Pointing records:
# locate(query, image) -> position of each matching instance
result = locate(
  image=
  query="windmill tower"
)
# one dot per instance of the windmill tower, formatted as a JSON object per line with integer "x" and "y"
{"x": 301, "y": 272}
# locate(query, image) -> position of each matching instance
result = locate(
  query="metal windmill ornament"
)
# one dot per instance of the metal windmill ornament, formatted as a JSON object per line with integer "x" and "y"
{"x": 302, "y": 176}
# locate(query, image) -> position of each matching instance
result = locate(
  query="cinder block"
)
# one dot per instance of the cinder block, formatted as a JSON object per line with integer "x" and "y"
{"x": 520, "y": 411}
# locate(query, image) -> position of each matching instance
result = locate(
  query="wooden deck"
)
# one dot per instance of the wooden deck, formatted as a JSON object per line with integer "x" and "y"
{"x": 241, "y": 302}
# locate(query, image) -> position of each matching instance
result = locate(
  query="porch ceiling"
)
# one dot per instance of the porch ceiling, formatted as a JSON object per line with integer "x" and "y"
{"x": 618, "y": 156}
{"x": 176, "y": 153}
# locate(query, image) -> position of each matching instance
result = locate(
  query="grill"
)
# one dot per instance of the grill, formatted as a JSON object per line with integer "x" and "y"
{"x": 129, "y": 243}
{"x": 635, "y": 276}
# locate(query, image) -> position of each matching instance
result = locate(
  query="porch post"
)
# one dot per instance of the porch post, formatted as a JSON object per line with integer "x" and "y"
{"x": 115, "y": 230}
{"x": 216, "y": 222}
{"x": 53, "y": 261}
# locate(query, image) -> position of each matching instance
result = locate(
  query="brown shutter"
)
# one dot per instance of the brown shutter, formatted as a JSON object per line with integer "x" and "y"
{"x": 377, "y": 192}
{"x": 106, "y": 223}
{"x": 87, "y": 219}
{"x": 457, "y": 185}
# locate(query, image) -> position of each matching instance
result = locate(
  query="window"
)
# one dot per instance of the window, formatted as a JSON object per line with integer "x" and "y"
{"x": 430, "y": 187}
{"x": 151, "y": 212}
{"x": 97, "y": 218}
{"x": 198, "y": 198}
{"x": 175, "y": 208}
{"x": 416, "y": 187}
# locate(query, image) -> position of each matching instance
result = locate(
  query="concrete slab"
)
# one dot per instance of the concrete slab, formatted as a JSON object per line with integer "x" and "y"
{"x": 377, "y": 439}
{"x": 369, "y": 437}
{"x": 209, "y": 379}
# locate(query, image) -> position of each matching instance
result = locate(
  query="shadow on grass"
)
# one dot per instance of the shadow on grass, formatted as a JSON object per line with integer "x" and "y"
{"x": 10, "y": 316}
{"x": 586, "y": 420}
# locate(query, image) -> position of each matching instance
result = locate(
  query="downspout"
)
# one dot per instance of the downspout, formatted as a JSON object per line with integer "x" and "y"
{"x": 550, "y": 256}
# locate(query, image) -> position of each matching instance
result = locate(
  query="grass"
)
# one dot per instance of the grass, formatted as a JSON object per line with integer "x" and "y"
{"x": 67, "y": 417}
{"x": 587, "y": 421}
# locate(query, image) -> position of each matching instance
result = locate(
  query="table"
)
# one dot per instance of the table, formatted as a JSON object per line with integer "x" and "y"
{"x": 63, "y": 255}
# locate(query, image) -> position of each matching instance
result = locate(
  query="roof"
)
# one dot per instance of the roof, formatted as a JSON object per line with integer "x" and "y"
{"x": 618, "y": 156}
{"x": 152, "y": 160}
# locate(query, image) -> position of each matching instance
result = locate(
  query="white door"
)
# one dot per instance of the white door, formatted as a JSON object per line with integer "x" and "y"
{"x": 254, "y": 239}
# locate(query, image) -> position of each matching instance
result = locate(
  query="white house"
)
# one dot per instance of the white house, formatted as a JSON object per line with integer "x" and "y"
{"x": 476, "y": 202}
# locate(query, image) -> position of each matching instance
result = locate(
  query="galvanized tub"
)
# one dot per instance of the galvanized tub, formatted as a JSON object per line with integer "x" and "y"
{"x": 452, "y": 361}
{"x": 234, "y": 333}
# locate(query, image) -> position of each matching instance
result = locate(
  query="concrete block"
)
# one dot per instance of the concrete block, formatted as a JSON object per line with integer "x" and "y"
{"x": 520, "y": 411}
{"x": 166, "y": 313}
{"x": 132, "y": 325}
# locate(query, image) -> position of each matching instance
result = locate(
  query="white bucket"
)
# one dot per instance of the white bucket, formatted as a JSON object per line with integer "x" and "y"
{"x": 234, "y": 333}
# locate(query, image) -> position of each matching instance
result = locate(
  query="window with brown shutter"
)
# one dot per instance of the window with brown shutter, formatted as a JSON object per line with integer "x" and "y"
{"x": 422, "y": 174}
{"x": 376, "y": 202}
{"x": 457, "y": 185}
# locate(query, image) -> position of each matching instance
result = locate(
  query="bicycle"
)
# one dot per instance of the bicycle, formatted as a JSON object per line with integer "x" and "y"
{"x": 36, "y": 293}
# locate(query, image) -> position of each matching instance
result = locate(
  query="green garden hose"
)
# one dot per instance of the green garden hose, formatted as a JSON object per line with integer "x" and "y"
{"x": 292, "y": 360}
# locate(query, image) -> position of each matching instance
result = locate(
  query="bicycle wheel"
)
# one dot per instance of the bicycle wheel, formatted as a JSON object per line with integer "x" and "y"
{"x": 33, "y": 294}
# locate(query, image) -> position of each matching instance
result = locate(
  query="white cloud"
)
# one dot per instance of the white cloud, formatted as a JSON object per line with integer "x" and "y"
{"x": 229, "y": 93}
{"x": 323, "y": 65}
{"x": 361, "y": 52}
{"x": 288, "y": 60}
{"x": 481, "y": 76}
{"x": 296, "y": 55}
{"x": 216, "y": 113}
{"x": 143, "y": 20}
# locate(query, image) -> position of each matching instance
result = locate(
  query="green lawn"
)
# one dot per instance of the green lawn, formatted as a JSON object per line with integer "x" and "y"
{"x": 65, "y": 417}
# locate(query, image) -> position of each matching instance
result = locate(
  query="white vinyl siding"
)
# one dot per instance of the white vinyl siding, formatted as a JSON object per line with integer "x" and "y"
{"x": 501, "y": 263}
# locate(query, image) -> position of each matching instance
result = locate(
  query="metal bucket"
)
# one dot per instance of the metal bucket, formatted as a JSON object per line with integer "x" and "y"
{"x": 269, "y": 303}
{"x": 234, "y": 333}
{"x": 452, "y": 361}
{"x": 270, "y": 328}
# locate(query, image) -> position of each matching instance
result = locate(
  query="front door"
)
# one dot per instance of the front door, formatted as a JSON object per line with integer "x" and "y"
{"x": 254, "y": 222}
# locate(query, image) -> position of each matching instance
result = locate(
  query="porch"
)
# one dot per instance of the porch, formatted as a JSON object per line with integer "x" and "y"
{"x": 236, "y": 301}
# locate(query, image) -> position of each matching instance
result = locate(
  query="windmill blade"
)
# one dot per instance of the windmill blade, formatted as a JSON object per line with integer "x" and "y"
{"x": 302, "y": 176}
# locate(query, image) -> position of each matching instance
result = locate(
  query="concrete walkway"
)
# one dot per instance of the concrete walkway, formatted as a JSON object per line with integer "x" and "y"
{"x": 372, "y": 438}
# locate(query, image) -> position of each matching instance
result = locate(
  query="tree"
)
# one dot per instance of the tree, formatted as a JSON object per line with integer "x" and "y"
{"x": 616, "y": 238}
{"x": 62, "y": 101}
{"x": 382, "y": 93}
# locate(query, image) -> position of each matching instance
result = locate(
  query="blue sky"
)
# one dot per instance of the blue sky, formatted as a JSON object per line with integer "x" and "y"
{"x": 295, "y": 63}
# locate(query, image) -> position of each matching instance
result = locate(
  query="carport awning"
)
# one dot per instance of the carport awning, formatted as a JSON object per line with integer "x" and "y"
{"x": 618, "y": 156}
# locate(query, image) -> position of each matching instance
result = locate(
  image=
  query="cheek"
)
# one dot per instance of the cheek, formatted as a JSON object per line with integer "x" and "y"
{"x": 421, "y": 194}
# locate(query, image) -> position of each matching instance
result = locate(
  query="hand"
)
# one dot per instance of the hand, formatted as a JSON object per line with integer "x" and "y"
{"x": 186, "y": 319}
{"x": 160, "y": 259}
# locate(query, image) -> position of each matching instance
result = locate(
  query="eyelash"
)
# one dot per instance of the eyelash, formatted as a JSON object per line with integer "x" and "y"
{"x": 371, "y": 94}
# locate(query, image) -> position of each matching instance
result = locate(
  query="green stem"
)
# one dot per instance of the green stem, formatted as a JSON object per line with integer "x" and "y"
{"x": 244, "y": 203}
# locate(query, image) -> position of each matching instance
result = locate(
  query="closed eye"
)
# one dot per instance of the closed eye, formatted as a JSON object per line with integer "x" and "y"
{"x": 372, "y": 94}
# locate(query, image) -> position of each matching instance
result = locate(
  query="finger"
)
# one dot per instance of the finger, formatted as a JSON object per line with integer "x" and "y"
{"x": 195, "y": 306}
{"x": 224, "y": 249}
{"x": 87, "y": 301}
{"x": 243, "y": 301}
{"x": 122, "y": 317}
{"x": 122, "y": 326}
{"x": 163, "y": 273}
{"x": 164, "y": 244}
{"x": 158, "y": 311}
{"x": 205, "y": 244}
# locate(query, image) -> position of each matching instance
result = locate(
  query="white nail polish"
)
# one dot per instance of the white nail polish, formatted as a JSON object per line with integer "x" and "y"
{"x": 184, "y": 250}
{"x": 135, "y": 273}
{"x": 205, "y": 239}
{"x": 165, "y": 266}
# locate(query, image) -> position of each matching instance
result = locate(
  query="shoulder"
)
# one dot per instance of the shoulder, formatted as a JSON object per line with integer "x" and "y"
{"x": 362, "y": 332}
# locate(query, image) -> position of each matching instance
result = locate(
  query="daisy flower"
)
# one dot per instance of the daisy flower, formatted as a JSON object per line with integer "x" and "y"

__Task prompt__: How many lines of the material above contain the string "carport"? Treat uppercase and lowercase as different, and reply with the number alone.

__Output below__: 2